Given request 1 ->
Transcribe the thread on array sums word for word, everything from "Do you mean" down to "I wasn't clear!".
Given request 2 ->
Summarize the thread on array sums in two sentences.

____ Page excerpt

I'm working on a game and having a function that can determine the possible sums given an array of variable length would be quite helpful.
Thanks in advance!
Find possible sums given an array of numbers?
Do you mean :
- you have an array of variable lenth ex: [3, 7, 12 ]
- and you want to compute all the possible sums :
0, 3, 7, 12, 3+7, 3+12, 7+12, 3+7+12
Yes, that's what I mean. Sorry if I wasn't clear!
Well.
I did not write the full code, but here is a way to do it;
The principle is to compute all the sum combinations :
a combination can be represented by a binary word, where digit is 1 is the number is in combination, 0 otrherwise
For instance, the combination with the first 3 numbers is 11100000
Hence the idea for the algorithm, where I give you the steps
1. let n = myArray.count // Number of elements in array
2. compute N = 2**n (2 to power n) eg if N = 8, 2**8 = 256
func powerOf2(p: Int) -> Int { // Of course, this could be made much more generic and genarl
result = 1
for i in 0..<p { result *= 2 }
return p
}
N = powerOf2(n)

________
____ Listed records

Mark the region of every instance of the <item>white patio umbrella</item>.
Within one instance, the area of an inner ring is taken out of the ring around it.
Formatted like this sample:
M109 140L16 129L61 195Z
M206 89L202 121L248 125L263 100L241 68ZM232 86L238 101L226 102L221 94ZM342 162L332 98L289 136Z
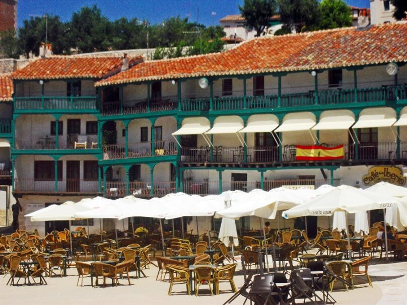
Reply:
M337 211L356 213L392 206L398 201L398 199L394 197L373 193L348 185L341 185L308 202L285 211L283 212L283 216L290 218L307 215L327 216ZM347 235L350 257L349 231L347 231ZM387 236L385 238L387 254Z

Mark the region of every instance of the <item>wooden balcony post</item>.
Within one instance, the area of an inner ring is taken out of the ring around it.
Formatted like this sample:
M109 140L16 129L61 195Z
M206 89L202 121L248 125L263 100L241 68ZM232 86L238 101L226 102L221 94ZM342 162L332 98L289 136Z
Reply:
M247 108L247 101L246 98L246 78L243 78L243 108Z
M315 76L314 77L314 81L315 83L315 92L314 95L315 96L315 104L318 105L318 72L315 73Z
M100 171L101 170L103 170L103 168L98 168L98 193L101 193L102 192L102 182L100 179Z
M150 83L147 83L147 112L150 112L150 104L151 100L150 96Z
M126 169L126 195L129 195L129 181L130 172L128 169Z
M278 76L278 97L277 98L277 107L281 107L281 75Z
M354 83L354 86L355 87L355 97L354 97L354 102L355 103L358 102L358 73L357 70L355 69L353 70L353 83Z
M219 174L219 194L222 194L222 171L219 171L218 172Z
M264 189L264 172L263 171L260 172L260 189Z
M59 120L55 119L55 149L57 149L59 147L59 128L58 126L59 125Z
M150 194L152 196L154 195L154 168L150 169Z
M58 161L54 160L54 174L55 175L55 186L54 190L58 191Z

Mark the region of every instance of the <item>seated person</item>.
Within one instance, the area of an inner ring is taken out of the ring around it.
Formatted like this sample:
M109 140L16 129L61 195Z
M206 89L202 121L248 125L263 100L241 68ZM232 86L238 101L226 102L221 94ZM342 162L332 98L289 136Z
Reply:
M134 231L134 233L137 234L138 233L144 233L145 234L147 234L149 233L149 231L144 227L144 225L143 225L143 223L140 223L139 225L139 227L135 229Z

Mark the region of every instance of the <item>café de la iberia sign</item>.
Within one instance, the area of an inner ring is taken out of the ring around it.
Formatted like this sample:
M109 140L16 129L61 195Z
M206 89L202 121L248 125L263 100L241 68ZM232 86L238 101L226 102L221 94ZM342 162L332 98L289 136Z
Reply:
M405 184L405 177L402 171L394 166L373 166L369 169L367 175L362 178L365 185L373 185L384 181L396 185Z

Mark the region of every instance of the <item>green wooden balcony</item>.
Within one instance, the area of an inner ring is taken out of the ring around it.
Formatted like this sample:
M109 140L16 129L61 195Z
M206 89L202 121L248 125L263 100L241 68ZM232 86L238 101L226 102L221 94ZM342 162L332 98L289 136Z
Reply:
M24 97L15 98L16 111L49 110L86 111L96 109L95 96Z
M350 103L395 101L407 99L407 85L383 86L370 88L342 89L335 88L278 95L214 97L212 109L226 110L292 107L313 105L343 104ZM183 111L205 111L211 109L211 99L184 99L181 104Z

________
____ Listed records

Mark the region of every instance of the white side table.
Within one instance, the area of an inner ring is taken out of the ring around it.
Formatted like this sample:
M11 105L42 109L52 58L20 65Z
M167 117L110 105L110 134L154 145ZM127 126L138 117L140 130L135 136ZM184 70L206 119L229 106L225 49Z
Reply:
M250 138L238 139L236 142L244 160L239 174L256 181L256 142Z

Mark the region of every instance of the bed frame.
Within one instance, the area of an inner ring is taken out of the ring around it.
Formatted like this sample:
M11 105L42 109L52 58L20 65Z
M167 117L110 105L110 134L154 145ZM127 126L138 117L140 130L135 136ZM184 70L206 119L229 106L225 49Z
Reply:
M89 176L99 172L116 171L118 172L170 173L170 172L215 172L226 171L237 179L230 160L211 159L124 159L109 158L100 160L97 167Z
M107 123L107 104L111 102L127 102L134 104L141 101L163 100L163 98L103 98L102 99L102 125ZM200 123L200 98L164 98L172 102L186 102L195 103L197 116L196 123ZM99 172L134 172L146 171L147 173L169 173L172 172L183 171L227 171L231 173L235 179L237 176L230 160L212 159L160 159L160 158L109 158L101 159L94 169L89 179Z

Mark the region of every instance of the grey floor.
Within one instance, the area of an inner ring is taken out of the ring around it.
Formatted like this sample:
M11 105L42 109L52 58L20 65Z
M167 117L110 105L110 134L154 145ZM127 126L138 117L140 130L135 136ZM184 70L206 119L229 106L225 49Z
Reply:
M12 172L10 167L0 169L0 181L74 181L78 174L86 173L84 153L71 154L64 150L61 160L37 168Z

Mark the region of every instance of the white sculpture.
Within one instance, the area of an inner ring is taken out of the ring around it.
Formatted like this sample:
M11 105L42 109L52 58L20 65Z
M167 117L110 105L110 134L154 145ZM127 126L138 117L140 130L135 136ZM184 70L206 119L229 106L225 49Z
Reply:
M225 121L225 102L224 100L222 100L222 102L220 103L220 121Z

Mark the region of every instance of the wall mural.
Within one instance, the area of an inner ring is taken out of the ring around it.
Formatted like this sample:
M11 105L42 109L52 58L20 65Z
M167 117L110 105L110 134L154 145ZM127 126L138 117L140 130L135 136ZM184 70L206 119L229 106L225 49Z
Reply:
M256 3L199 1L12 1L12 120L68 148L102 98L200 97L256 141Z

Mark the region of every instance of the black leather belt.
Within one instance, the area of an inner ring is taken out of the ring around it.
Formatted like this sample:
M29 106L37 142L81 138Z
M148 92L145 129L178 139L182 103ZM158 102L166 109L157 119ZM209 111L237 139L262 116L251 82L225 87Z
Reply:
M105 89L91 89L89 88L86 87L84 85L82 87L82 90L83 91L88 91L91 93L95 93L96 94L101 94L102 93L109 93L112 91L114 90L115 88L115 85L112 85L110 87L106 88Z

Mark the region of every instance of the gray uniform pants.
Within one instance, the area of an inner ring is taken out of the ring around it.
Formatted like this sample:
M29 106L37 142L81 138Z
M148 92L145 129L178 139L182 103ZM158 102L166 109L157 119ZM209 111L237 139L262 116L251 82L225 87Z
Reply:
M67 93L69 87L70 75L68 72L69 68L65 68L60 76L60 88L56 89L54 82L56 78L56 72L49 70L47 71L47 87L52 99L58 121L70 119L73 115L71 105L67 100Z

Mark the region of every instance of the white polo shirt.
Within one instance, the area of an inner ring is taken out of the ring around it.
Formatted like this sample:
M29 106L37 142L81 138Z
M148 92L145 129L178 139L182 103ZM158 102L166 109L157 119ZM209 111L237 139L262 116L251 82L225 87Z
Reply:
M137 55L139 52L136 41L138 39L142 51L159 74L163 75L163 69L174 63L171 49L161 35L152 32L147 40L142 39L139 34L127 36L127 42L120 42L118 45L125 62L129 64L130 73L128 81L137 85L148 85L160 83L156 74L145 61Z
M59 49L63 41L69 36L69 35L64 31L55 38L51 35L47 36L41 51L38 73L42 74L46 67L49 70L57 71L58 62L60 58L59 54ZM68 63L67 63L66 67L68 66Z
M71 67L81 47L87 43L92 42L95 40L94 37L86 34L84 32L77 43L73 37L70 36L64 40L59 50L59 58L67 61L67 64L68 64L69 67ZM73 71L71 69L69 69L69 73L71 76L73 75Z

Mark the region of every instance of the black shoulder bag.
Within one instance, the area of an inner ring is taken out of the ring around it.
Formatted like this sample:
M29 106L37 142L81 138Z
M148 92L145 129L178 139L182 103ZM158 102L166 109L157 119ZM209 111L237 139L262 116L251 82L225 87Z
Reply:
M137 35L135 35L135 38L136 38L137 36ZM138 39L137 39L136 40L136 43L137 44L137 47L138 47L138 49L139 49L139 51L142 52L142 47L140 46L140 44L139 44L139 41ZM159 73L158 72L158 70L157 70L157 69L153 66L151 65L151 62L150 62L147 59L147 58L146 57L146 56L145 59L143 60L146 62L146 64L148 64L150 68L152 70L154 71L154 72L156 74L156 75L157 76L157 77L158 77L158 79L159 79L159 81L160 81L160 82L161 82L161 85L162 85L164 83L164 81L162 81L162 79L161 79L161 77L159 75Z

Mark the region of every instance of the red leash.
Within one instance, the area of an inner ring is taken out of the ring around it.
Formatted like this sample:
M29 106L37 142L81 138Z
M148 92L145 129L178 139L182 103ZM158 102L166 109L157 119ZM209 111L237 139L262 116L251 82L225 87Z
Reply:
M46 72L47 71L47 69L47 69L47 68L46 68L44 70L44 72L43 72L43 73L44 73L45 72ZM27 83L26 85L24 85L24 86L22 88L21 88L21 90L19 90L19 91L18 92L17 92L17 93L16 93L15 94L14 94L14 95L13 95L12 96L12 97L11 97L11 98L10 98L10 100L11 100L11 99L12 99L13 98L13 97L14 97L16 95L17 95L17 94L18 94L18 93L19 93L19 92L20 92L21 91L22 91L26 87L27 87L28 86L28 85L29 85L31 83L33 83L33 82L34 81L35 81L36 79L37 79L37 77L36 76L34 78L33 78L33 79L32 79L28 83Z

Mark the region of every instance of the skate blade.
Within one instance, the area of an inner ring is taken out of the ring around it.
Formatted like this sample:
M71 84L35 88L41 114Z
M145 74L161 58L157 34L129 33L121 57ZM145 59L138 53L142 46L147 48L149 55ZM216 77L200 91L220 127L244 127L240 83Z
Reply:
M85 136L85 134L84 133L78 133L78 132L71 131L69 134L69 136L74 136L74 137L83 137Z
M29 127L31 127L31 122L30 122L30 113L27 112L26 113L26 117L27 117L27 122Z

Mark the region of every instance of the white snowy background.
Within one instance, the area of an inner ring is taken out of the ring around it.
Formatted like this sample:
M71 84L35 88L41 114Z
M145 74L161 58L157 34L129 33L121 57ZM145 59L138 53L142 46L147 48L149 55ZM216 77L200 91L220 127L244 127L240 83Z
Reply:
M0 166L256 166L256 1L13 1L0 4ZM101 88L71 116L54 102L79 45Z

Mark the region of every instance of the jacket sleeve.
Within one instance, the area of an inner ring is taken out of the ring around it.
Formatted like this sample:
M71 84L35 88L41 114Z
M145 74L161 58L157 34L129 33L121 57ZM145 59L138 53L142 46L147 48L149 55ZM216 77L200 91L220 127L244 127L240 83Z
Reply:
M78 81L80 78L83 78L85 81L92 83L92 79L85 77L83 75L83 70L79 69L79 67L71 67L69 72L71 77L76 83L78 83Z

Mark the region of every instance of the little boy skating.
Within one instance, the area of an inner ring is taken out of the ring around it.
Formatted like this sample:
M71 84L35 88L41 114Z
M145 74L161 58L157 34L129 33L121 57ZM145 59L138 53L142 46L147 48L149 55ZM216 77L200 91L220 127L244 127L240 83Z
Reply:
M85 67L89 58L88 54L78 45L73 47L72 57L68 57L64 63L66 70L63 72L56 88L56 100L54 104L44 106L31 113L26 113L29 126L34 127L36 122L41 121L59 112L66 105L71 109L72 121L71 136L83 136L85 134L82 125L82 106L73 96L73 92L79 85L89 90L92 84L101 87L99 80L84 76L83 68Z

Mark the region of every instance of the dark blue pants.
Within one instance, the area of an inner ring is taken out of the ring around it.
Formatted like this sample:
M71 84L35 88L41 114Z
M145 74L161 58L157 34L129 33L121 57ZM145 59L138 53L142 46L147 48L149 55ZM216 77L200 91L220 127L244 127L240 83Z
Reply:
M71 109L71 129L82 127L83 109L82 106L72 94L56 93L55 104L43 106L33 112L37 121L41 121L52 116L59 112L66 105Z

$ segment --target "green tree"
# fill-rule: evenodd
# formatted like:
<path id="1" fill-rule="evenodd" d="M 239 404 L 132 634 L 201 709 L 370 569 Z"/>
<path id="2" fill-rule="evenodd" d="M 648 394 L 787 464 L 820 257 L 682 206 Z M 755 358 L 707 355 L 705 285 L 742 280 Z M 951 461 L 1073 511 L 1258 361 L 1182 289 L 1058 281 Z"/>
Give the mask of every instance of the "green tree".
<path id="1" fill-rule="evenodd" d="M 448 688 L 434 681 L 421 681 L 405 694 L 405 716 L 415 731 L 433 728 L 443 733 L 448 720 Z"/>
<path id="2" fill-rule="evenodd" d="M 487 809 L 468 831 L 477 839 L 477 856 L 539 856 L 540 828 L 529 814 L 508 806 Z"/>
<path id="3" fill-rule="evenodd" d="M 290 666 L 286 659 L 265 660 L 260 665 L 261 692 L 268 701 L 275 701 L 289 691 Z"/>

________
____ Listed records

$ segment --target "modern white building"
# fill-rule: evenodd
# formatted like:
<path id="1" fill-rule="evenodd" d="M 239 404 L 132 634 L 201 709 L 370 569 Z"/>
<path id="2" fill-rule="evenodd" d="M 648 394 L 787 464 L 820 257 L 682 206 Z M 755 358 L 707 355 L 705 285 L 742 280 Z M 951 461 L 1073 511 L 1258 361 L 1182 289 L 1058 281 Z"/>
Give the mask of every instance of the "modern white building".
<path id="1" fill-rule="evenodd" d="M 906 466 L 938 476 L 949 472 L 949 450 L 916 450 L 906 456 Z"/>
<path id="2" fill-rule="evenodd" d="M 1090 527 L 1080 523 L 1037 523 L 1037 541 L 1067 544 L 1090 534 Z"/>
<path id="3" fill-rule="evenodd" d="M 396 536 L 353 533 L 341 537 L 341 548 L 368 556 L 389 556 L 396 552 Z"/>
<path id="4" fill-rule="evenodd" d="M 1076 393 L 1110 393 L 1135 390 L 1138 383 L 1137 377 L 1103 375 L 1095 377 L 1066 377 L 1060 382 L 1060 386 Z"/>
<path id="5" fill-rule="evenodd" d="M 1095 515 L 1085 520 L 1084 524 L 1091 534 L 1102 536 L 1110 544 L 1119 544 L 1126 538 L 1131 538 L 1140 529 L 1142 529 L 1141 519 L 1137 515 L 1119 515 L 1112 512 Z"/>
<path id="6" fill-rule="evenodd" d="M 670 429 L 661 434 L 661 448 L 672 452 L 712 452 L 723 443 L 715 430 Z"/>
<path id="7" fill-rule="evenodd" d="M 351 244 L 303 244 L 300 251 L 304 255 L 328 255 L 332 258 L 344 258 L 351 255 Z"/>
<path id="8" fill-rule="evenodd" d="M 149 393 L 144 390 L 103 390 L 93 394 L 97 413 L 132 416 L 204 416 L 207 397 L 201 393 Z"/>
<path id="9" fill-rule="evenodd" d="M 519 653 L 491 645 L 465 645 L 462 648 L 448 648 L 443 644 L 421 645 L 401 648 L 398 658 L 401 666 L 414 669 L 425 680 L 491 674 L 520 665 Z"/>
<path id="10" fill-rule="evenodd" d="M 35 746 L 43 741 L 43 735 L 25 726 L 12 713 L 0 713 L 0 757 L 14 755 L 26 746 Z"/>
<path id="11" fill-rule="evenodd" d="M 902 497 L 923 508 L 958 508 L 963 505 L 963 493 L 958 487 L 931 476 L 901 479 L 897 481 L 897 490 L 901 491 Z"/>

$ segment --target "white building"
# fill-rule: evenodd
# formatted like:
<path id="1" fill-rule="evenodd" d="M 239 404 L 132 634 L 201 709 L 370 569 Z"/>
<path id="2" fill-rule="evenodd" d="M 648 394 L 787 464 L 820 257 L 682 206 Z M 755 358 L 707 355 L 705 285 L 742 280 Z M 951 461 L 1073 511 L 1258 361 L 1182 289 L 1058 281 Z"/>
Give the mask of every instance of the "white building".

________

Worked solution 1 ->
Do you mean :
- you have an array of variable lenth ex: [3, 7, 12 ]
- and you want to compute all the possible sums :
0, 3, 7, 12, 3+7, 3+12, 7+12, 3+7+12
Yes, that's what I mean. Sorry if I wasn't clear!

Worked solution 2 ->
Someone building a game asks for a function that finds all possible sums of an array of variable length, and confirms that for an array such as [3, 7, 12] this means every combination from 0 up to 3+7+12. A reply outlines an approach that represents each combination as a binary word, with 1 marking a number that is included, and gives the first steps: count the n elements and compute 2 to the power n.